WHAT TO WORK ON: Would you please output the data exactly, omitting no line?

━━━━━ EXERCISE DATA

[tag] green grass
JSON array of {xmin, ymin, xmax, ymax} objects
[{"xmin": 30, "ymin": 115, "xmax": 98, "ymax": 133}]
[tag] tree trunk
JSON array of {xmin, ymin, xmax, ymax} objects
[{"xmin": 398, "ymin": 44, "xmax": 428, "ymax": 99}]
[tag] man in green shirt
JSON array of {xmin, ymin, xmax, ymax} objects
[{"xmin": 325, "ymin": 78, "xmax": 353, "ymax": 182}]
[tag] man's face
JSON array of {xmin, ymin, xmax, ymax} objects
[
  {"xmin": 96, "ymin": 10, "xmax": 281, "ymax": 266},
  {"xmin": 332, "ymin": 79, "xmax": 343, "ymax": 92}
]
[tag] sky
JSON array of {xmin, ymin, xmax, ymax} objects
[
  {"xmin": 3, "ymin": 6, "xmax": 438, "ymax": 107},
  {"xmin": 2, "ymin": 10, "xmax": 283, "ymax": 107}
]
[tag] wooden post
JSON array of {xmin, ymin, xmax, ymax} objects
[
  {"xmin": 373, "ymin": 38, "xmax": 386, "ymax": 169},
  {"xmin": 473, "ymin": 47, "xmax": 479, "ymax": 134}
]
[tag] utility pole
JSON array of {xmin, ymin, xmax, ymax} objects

━━━━━━━━━━

YOUR SOLUTION:
[tag] green grass
JSON array of {xmin, ymin, xmax, ymax} objects
[{"xmin": 30, "ymin": 115, "xmax": 98, "ymax": 133}]
[tag] tree trunk
JSON array of {xmin, ymin, xmax, ymax} objects
[{"xmin": 398, "ymin": 44, "xmax": 428, "ymax": 99}]
[tag] man in green shirt
JSON array of {xmin, ymin, xmax, ymax} objects
[{"xmin": 325, "ymin": 78, "xmax": 353, "ymax": 182}]
[tag] man's face
JSON array of {xmin, ymin, xmax, ymax} objects
[
  {"xmin": 96, "ymin": 10, "xmax": 281, "ymax": 266},
  {"xmin": 332, "ymin": 79, "xmax": 343, "ymax": 92}
]
[tag] sky
JSON array of {xmin, ymin, xmax, ymax} objects
[
  {"xmin": 3, "ymin": 6, "xmax": 438, "ymax": 107},
  {"xmin": 2, "ymin": 10, "xmax": 283, "ymax": 107}
]
[tag] wooden post
JSON array of {xmin, ymin, xmax, ymax} objects
[
  {"xmin": 373, "ymin": 38, "xmax": 386, "ymax": 169},
  {"xmin": 473, "ymin": 47, "xmax": 479, "ymax": 134}
]
[tag] utility pole
JSON array of {xmin, ymin, xmax, ymax} objects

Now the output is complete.